_Work required_
The answer must consist of the entire listing, repeated exactly.

** Task data follows **

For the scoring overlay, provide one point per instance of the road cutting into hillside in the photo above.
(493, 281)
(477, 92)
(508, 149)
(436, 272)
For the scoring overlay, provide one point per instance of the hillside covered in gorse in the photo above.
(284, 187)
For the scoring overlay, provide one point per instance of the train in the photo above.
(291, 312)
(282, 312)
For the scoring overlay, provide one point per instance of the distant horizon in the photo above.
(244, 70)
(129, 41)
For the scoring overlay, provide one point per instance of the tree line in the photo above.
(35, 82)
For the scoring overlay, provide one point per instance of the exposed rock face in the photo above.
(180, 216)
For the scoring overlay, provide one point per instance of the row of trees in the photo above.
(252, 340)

** End of Task data **

_Answer box_
For the scoring overlay, provide one point per instance of the road cutting into hillside in the photo above.
(493, 281)
(477, 92)
(508, 149)
(436, 272)
For the scoring overlay, provide one point per instance of the hillside covered in gorse in the photo above.
(284, 187)
For the scoring overlay, provide one point per instance of the train in the photo above.
(291, 312)
(282, 312)
For the scoring overlay, provide one point per instance of the distant horizon in the photo above.
(244, 70)
(129, 41)
For the scoring overlay, provide one point per instance of the tree line in the photo above.
(35, 82)
For the scoring overlay, provide one point per instance of the exposed rock face in the photo above.
(180, 216)
For the scoring overlay, provide one point per instance of the row of trees in the photo above.
(252, 340)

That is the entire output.